WHAT THIS TASK INVOLVES:
Locate the line with "police officer, writing" in the material. Copy that line and each one after it, through the last, exactly and with nothing else.
---------- RECORDED INFORMATION
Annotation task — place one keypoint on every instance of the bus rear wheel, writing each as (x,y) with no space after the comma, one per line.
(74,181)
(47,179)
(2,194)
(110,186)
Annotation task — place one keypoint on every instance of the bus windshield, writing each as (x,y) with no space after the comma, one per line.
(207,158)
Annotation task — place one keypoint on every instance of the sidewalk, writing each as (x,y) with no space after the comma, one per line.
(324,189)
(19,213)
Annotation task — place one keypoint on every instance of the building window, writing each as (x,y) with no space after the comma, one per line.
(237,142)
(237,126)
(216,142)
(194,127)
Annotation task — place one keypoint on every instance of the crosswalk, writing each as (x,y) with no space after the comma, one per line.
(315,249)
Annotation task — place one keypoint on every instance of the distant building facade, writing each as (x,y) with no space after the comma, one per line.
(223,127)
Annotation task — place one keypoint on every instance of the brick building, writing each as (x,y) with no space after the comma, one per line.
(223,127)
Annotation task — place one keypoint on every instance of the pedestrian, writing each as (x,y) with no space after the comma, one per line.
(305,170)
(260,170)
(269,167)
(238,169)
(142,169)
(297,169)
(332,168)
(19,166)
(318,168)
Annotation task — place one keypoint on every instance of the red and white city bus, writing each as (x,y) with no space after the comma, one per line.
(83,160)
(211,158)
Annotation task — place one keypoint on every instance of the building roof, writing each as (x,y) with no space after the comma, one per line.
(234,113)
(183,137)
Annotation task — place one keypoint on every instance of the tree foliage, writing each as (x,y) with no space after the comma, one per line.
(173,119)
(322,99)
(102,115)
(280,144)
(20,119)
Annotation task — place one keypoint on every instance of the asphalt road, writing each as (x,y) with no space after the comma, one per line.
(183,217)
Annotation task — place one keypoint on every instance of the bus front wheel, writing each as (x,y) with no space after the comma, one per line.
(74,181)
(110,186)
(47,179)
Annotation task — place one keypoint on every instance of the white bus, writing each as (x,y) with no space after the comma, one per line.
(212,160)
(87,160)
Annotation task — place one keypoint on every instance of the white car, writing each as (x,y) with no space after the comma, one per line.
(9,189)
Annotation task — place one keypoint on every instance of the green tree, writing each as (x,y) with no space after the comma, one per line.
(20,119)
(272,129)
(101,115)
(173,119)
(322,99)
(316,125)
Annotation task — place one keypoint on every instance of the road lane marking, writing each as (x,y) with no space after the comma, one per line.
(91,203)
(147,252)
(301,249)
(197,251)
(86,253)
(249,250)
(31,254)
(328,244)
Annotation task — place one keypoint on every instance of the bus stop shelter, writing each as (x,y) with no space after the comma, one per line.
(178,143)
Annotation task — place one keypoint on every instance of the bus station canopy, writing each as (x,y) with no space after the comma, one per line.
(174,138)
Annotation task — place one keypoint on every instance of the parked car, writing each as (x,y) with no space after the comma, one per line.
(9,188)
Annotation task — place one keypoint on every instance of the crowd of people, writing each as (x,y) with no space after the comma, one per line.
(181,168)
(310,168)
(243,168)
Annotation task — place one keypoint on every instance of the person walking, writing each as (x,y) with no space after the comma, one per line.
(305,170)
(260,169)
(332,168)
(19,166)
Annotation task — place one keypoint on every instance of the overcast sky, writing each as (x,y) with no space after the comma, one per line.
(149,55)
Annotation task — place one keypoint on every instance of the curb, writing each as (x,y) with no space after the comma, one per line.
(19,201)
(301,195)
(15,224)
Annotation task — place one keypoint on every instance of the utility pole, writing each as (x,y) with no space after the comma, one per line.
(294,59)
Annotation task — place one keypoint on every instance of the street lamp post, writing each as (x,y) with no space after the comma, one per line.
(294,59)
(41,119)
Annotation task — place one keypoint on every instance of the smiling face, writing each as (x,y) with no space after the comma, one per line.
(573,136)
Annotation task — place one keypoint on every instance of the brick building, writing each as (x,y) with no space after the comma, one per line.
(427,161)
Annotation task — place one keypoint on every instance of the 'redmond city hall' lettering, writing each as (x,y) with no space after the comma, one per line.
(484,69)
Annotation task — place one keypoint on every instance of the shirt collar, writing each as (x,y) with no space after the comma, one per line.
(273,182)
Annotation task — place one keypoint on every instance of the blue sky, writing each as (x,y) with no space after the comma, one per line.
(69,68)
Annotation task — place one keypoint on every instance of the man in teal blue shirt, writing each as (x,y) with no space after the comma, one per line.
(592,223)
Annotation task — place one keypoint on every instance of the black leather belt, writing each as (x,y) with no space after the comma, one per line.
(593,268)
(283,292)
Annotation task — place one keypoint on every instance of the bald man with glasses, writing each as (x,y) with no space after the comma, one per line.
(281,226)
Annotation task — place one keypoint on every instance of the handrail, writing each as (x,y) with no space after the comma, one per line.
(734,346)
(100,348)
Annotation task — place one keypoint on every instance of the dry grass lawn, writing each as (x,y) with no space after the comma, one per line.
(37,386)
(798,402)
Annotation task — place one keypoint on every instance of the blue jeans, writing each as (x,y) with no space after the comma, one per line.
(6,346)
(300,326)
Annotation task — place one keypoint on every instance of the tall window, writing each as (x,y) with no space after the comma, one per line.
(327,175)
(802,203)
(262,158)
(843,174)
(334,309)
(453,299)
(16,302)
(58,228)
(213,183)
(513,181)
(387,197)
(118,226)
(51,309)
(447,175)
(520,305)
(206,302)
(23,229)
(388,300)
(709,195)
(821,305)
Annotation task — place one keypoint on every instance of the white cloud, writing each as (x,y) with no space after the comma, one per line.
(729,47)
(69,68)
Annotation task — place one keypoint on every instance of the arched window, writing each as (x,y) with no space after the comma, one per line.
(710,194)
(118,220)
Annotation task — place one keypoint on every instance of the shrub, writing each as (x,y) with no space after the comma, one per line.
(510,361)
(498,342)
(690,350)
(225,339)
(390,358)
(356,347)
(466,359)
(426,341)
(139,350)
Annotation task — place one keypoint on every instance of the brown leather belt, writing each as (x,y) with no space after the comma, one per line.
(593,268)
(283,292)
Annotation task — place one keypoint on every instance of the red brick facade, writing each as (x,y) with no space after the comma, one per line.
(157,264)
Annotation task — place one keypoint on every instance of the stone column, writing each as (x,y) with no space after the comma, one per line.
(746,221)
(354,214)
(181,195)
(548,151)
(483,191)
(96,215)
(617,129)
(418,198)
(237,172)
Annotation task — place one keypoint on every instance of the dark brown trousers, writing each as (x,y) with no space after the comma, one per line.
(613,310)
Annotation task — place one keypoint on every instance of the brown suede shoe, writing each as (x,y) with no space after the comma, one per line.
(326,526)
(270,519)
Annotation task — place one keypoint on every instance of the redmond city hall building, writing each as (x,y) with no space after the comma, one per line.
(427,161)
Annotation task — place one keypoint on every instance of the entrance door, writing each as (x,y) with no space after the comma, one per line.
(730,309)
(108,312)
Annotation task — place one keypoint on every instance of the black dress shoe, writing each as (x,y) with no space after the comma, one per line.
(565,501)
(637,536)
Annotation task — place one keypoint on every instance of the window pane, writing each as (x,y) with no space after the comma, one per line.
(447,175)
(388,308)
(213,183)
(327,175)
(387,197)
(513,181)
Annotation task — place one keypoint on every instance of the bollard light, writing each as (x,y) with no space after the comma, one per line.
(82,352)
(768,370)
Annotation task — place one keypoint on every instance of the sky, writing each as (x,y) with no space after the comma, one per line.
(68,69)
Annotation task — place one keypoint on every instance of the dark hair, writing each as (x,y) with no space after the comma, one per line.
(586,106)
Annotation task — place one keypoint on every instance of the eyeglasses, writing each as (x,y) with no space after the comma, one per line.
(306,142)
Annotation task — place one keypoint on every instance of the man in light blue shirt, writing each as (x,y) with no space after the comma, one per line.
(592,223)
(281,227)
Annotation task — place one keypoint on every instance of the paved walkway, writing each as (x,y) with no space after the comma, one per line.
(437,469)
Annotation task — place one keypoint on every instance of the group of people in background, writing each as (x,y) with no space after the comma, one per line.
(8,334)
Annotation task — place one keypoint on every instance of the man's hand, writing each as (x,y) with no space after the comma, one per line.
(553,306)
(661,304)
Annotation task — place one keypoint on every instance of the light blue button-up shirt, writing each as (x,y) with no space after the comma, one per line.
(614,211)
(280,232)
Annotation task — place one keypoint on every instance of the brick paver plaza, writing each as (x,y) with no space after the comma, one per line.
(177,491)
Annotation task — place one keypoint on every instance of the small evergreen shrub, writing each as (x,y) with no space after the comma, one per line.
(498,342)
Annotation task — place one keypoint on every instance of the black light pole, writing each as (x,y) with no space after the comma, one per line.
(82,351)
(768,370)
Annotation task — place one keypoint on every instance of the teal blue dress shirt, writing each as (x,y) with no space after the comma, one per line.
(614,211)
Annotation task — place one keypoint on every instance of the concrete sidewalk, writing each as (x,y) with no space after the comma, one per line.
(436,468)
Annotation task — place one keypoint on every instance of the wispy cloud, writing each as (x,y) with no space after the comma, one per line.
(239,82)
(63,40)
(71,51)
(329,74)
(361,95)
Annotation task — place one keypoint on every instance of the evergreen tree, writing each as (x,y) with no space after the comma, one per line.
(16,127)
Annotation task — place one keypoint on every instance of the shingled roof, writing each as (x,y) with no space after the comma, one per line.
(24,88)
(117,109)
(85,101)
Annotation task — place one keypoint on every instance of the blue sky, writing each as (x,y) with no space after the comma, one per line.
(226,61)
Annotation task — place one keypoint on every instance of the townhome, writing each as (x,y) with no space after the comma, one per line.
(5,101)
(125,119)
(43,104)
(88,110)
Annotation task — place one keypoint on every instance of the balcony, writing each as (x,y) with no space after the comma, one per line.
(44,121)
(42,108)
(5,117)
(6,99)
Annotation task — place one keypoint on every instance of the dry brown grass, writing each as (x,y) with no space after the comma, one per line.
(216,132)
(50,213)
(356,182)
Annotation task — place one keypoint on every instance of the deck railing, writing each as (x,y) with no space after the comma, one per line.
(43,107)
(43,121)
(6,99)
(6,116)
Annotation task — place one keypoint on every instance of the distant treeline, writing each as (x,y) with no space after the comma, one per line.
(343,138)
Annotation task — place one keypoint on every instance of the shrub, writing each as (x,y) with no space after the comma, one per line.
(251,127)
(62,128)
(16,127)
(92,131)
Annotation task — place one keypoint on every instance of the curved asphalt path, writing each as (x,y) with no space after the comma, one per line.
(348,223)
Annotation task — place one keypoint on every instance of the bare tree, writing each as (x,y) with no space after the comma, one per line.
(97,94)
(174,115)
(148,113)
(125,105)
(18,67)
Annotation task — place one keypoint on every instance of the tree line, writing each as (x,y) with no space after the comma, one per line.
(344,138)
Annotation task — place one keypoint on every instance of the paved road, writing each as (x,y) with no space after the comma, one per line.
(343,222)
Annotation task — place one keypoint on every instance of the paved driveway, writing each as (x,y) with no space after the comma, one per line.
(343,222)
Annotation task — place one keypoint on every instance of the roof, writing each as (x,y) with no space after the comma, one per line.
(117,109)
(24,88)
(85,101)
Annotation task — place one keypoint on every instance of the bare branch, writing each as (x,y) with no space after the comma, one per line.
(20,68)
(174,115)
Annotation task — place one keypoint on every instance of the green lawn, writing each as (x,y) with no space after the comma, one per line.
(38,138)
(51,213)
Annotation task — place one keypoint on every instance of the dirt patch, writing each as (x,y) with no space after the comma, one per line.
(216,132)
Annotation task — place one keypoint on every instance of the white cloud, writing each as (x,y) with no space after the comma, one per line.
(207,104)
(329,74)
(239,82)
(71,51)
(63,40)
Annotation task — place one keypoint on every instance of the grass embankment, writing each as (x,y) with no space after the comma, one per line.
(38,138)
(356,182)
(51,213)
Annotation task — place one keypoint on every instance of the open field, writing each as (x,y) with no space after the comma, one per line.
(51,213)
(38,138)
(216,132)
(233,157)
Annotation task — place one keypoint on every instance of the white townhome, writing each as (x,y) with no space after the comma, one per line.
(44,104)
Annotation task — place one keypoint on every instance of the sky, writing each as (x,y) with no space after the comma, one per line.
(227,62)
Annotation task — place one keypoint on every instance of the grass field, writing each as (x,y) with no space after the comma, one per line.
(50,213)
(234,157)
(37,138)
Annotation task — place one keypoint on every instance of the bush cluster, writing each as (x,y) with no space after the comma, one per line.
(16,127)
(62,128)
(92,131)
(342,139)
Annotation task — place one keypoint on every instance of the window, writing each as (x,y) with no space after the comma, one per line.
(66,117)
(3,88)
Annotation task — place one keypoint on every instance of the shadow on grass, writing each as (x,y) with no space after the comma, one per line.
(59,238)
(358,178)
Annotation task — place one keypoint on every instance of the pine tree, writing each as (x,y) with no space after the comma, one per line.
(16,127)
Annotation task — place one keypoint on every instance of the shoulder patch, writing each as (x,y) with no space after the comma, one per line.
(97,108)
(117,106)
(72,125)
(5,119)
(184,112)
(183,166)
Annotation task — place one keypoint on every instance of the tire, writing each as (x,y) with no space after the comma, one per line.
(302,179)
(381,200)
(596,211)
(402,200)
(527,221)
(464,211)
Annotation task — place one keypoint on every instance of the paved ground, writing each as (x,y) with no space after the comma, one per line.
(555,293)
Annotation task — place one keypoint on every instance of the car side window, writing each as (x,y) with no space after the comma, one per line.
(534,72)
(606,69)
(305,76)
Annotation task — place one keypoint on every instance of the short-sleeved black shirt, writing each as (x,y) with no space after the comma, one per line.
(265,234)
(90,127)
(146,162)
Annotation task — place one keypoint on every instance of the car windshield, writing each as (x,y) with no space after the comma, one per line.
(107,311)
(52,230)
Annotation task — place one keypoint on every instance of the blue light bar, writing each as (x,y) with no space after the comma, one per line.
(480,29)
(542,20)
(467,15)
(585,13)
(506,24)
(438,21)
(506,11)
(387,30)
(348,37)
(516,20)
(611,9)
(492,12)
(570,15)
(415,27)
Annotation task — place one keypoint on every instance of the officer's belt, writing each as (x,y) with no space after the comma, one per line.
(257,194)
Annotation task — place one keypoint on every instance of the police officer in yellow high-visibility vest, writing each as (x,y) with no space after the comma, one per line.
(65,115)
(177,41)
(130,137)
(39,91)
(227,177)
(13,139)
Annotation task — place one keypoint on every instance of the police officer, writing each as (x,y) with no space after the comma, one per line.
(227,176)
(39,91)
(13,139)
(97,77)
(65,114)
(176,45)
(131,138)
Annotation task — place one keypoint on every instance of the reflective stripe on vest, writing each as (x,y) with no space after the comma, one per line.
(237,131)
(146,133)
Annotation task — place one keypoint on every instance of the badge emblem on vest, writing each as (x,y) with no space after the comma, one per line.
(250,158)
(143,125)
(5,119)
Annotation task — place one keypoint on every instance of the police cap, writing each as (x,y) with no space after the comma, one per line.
--------------------
ANSWER FOR THE TASK:
Annotation task — place one keypoint on every instance of the police officer, writing each as (x,y) with no space after the comma, one per line.
(227,176)
(39,91)
(13,139)
(97,77)
(65,114)
(176,45)
(131,138)
Annotation task — place one keypoint on every instance of the reflective stripe on vest, writing each as (x,y) with no space after the comma, one per line.
(237,131)
(146,133)
Annotation task — place one keypoint on every instance of the badge emblem on vest, writing each as (x,y) with no space after the comma, one per line.
(250,158)
(143,125)
(5,119)
Annotation task — place one keypoint on every instance of the police cap, writing each as (x,y) with no space after the comma, one per line.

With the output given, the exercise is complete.